* Job: Please rescale the rows below: write out every line again, requests included, multiplying each pixel coordinate in the answers by 1.2 and rounding to whole numbers, with halves rounded up. Leave the pictures out of your answer.

** START **

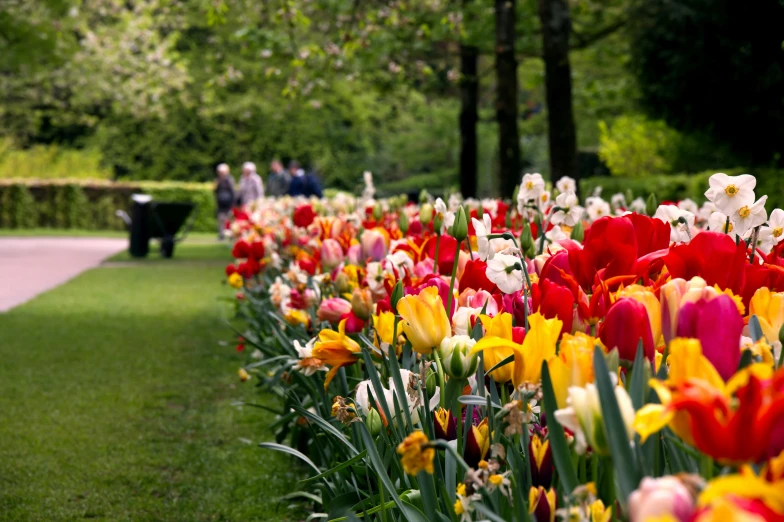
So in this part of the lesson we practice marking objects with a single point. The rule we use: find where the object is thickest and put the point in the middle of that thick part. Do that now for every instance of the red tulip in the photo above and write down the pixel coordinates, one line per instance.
(652, 234)
(303, 215)
(718, 325)
(609, 251)
(625, 325)
(712, 256)
(241, 249)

** END **

* Reply:
So in this part of the lesson we practice marking objects with a single point. The rule we use: find where the object is thickest and put the point in the middle of that thick part. Do that now for every instance of the red tulip in the photo above and write down the pixel coordinates, one line per instance.
(782, 281)
(364, 258)
(862, 390)
(731, 301)
(750, 390)
(854, 307)
(289, 299)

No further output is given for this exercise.